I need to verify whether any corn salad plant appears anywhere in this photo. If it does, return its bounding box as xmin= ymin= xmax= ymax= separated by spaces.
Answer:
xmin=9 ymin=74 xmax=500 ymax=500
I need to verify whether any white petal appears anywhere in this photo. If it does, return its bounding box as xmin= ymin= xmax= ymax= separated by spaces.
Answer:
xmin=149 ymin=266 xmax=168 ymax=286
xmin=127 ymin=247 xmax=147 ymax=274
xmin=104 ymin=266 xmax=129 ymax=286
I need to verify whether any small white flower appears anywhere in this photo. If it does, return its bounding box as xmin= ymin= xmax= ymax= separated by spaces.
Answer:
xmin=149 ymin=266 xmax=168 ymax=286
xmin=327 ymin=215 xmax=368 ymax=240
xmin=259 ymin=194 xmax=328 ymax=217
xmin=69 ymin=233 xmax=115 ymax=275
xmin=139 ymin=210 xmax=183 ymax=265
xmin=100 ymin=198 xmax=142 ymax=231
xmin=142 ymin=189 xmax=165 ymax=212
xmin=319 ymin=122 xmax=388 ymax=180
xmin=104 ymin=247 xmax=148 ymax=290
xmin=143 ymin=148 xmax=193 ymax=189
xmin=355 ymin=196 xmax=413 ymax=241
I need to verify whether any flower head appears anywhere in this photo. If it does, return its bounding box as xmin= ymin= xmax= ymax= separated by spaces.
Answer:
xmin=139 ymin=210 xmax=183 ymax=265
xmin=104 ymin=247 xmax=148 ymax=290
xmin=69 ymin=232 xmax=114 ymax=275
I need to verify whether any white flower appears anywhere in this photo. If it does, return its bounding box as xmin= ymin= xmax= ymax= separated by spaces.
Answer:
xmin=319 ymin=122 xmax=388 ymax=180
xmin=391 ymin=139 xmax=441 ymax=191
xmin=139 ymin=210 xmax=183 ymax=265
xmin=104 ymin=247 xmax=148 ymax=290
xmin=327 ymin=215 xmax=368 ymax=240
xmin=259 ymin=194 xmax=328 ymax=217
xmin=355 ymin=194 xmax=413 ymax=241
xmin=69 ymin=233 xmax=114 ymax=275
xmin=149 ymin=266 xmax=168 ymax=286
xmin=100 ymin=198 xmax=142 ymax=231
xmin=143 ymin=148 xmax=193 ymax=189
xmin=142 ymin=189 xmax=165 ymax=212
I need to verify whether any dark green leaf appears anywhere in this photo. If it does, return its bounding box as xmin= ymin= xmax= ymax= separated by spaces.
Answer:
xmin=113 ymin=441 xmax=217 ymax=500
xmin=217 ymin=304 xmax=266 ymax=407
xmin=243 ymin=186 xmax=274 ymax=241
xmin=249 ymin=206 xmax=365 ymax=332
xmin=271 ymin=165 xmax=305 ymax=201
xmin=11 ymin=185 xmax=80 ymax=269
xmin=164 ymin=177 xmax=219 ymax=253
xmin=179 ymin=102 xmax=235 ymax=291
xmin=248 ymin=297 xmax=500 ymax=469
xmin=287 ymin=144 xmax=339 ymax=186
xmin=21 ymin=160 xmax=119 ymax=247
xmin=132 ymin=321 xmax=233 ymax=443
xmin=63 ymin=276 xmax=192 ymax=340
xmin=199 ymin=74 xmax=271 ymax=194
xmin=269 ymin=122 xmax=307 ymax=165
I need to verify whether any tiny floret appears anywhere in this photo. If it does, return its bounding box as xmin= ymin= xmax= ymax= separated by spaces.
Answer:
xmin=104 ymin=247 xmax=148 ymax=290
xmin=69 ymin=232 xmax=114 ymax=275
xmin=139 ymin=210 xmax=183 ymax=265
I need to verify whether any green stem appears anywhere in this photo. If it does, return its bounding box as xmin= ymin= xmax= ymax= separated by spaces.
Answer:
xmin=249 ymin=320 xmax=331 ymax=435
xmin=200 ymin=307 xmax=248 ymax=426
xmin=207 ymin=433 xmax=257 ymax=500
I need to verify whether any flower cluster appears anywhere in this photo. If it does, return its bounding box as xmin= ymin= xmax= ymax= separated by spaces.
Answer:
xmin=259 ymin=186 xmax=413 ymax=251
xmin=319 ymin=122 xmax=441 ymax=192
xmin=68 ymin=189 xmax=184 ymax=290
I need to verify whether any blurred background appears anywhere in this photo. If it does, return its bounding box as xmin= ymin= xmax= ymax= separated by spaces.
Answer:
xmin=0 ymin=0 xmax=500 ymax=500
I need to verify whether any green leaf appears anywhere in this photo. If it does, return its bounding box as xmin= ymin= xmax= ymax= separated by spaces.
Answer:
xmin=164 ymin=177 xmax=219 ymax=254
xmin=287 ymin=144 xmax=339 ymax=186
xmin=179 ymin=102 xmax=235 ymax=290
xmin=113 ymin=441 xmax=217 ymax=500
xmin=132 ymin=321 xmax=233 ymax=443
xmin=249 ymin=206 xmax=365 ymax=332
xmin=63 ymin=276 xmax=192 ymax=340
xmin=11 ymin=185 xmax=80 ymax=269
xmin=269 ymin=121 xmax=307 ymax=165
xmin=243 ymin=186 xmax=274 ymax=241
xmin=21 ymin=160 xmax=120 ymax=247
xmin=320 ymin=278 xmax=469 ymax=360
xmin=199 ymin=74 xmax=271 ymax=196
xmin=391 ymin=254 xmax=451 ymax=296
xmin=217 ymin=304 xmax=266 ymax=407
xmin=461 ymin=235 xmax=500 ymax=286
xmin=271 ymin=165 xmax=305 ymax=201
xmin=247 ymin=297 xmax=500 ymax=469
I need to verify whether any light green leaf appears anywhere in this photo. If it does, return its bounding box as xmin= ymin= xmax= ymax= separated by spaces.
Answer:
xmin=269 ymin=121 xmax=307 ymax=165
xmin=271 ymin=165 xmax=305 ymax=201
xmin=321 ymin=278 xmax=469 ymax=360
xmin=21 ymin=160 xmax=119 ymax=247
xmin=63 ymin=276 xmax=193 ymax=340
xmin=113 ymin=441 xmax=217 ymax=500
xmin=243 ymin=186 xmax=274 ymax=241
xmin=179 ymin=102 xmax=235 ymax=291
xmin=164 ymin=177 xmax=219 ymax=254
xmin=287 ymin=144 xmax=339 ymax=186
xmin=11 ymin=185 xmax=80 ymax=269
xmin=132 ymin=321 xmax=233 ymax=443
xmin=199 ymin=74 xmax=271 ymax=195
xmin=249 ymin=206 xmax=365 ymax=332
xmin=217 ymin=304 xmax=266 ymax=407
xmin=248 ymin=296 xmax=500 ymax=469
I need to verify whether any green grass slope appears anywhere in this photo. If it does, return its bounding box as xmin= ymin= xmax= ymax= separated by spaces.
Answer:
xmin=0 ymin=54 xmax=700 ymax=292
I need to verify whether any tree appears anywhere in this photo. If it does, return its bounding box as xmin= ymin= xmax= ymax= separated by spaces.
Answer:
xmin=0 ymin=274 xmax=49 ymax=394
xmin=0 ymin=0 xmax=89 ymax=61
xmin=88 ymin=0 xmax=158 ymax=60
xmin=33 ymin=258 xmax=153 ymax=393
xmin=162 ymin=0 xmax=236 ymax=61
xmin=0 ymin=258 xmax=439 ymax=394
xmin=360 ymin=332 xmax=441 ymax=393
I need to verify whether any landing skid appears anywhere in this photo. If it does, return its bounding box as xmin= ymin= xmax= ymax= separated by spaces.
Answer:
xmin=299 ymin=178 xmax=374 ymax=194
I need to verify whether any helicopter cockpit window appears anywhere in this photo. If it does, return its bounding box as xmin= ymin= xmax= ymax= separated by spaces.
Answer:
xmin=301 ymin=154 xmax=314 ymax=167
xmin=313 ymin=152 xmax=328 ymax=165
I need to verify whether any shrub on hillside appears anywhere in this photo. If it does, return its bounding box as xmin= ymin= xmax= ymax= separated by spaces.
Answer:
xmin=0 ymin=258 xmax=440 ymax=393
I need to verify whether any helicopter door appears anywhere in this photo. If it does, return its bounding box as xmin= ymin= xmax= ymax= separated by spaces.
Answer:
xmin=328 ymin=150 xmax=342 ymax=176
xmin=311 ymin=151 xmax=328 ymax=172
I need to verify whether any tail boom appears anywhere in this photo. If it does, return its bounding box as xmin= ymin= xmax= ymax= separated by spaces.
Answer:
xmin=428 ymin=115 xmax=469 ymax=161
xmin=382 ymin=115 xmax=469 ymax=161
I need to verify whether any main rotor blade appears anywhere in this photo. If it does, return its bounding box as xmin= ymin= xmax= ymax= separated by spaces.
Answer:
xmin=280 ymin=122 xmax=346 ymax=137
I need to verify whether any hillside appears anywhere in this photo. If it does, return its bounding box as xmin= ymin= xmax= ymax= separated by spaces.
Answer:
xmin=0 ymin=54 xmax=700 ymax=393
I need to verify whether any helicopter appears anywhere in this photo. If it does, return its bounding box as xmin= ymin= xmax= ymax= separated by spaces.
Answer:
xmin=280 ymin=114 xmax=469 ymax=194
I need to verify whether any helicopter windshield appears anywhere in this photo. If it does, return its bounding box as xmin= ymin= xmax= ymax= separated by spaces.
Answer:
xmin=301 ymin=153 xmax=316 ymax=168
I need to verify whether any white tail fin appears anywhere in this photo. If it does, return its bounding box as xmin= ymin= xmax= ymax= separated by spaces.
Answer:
● ● ● ●
# [Problem to solve]
Return everything from the line containing "I need to verify whether any landing" down to the line containing "xmin=299 ymin=178 xmax=374 ymax=194", both included, with each line reproduced verbatim.

# [Right answer]
I need to verify whether any landing skid appears anywhere in this photo. If it does, return its bounding box as xmin= ymin= xmax= ymax= separated by spaces.
Answer:
xmin=299 ymin=178 xmax=374 ymax=194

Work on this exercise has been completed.